TASK BRIEF:
Track down each line below containing the string "jacket" and copy it.

[Dataset records]
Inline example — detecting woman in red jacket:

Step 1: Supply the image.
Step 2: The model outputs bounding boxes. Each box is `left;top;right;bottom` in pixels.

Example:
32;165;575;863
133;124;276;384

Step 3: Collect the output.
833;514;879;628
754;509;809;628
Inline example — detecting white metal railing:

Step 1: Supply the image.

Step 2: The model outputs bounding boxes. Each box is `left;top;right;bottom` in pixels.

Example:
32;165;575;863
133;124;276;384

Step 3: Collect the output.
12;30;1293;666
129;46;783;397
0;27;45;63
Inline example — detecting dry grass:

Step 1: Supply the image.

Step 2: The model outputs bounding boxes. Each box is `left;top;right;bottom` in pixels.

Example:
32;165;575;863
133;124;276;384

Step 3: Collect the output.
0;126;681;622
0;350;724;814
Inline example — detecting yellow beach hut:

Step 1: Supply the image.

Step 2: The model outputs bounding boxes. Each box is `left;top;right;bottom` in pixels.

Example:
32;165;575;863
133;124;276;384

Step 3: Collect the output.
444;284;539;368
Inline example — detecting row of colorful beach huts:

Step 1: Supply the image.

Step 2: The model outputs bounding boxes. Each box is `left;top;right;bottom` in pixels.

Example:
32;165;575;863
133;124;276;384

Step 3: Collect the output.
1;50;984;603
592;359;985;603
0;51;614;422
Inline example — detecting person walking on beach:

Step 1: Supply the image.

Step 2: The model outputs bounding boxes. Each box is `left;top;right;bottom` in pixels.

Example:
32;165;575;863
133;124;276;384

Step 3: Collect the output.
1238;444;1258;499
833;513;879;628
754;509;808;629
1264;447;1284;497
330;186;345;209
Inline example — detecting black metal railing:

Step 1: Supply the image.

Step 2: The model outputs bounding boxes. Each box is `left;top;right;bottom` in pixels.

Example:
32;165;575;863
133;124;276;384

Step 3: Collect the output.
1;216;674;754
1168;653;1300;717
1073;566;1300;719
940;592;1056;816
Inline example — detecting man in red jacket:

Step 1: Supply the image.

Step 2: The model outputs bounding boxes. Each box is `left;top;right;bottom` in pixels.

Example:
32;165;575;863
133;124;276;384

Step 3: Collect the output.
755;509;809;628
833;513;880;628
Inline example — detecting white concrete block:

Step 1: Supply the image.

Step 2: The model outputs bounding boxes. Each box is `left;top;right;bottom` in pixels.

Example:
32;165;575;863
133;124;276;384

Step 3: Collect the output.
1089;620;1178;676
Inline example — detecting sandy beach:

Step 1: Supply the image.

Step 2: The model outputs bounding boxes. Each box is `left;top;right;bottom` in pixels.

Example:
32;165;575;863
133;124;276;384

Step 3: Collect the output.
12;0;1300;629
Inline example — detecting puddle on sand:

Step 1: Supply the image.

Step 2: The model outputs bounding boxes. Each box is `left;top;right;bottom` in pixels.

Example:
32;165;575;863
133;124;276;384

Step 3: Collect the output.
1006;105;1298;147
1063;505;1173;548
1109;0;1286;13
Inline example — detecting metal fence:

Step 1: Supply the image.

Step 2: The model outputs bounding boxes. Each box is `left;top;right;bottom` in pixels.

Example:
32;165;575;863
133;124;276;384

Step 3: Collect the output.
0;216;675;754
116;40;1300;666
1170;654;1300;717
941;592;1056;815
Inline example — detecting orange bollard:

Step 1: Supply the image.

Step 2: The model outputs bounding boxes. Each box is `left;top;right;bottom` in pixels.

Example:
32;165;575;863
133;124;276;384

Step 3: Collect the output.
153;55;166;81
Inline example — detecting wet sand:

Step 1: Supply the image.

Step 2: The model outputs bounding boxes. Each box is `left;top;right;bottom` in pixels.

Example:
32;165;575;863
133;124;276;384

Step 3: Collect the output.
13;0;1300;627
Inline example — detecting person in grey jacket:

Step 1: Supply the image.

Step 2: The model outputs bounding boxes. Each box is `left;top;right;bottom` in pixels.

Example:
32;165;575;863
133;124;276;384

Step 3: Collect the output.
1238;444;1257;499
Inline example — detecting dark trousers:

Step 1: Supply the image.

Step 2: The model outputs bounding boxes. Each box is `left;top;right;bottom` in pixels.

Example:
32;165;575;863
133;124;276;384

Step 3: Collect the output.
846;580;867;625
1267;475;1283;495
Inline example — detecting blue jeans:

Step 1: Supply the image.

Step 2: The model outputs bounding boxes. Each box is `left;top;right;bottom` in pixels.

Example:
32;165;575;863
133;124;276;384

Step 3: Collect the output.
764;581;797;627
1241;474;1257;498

ANSWER TO THE EXERCISE:
Inline example — detecting woman in red jacket:
Inline example — detecting man in red jacket:
Inline example — detecting person in grey jacket:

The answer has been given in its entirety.